# REQUIREMENT
Exact reproductions of all the entries, please, and no pictures.

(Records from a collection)

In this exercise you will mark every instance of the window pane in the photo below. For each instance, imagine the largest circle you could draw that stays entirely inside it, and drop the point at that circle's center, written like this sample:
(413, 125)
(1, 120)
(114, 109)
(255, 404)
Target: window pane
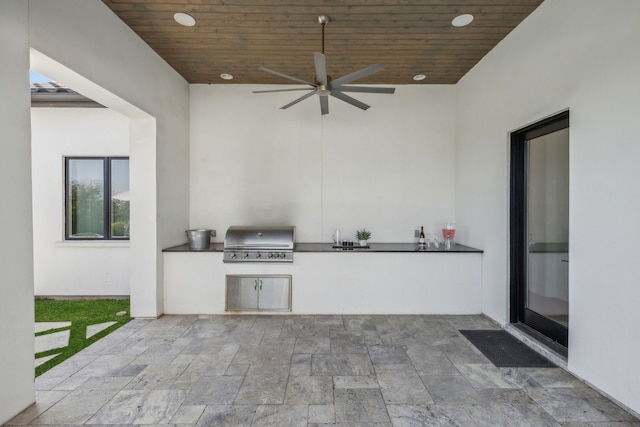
(85, 198)
(120, 198)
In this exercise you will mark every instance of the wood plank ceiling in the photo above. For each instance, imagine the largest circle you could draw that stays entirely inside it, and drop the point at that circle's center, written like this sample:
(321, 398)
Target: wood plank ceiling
(407, 37)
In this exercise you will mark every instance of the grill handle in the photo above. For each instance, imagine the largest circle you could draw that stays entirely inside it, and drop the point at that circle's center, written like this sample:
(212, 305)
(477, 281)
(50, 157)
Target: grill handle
(254, 247)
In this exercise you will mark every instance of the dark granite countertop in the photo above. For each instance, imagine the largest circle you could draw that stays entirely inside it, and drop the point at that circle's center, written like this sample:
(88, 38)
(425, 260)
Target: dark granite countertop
(328, 247)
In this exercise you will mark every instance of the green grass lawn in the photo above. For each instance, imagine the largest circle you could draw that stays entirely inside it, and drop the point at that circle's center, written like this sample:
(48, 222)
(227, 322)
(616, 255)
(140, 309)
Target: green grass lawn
(81, 314)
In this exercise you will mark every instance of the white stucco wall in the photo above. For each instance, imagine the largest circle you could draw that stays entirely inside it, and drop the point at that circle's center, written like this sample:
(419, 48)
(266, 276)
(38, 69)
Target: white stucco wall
(99, 56)
(581, 55)
(16, 246)
(65, 268)
(389, 169)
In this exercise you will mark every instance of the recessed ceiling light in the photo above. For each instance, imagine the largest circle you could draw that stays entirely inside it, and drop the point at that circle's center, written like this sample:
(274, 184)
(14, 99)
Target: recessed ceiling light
(462, 20)
(184, 19)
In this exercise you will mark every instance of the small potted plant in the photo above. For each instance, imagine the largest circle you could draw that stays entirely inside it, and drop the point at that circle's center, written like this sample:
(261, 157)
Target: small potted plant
(362, 236)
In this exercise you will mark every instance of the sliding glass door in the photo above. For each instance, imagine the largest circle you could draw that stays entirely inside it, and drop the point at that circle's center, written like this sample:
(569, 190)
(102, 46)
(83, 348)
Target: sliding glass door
(540, 228)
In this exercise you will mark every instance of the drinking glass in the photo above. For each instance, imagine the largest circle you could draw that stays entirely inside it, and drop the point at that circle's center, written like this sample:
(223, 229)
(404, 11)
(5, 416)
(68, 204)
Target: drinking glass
(449, 234)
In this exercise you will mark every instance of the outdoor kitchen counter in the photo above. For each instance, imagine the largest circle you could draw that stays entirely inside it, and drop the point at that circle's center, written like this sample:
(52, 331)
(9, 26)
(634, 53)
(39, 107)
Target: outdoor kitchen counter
(328, 247)
(387, 278)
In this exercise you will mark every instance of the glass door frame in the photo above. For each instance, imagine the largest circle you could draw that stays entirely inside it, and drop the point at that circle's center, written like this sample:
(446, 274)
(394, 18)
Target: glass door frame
(518, 311)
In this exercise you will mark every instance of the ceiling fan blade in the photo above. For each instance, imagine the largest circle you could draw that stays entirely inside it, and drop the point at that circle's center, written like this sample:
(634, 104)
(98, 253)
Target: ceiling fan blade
(302, 98)
(349, 100)
(282, 90)
(321, 67)
(324, 104)
(365, 89)
(295, 79)
(357, 75)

# EXPECTED ANSWER
In this exercise you will mark every instance of the window pane in the photo below. For each instance, imagine the largest circle you could draw that stays entirely inside it, and drop the point at that circle's center, written like this sample:
(413, 125)
(1, 120)
(114, 109)
(255, 404)
Target: window pane
(85, 198)
(120, 198)
In this exercise you will mark every instance of the wood plank ceiling in the photo above. For each instance, imagine the largest circle you could draw that stays entirely inside it, and drop the point at that circle's center, written like this sample:
(321, 398)
Target: wood plank ceiling
(407, 37)
In this exercise you will mark every instance of the grill handle in the photo above. For each instance, imagine the largest circle you could draw that stays entirely inside it, and drop the point at that circle's center, written like this sample:
(212, 305)
(477, 281)
(50, 157)
Target: grill handle
(254, 247)
In this exercise you will mark every instance of the dark granite countertop in the photo above. For each instance, imagine the largest circle you could draw that stays entirely inside it, and drop the point at that circle's center, written like this sample:
(88, 38)
(425, 260)
Target: dark granite countertop
(328, 247)
In this exercise you will mark every instance of the green grass lawn in the photo above. For each instance, imagine the largest circle you could draw that stays entirely inside it, and drop the point at that circle's center, written like this sample:
(48, 222)
(227, 322)
(616, 255)
(140, 309)
Target: green grass lawn
(81, 314)
In this exercise you will mark every instance of the white stucco wall in the photo above. For each instance, imagine the largest circle you could draw that stays entirely inside it, and drop the point at that circle's center, written like this sample:
(419, 48)
(266, 276)
(38, 69)
Target: white stucco wall
(99, 56)
(581, 55)
(16, 246)
(65, 268)
(389, 169)
In this exercise you will mark every instance of the recessed ceiling light in the photo above. For each instance, imagine the largest circle you could draw that stays entirely inside it, and drop the point at that circle's center, written like this sample:
(274, 184)
(14, 99)
Target: recessed ceiling light
(462, 20)
(184, 19)
In this exercise you will mark every instance of the small potted plant in the photo above. For each instance, imagine the largest circle you could draw that stays entirely inside it, and drop the point at that circle's center, written like this sample:
(261, 157)
Target: small potted plant
(362, 236)
In this exercise you will mark every instance of the sliding glass door in the photo above. For each instance, imagine the largest circle you could draw that stays entirely inside it, and drop the point at that circle's center, written like this sample:
(569, 190)
(102, 46)
(83, 348)
Target: sliding glass door
(540, 228)
In this exercise you will mark every instance of the drinking glass in the photo above. For each instance, imagine the largest circle you could draw that stays entirely inside it, and drop the point at that circle's center, written like this sample:
(223, 229)
(404, 11)
(5, 416)
(68, 204)
Target: drinking glass
(449, 234)
In this exercise you will mark every instance of the outdoor kitchen counter in the photo above. For each instance, imagine the largest circle you could draw that stays entirely inside it, and drop the point at that circle's center, written like this sample:
(52, 331)
(9, 26)
(634, 53)
(39, 107)
Target: outdoor kitchen counter
(328, 247)
(387, 278)
In this exercise you will mark every instance of the glass door frame in the photo above. For each instance, imagine the largest circle you could draw that stays entirely inside it, and drop the point at that circle's center, written like this sample:
(446, 274)
(394, 18)
Target: glass door frame
(518, 311)
In this exercise you will mark every instance of the ceiling fan blade in the photo above. For each instance, imagine the largest circle you could draw that stays entirely inside it, and drop the point at that circle's center, written like this sample:
(634, 104)
(98, 253)
Target: ceiling fan blade
(302, 98)
(349, 100)
(282, 90)
(321, 67)
(324, 104)
(365, 89)
(295, 79)
(357, 75)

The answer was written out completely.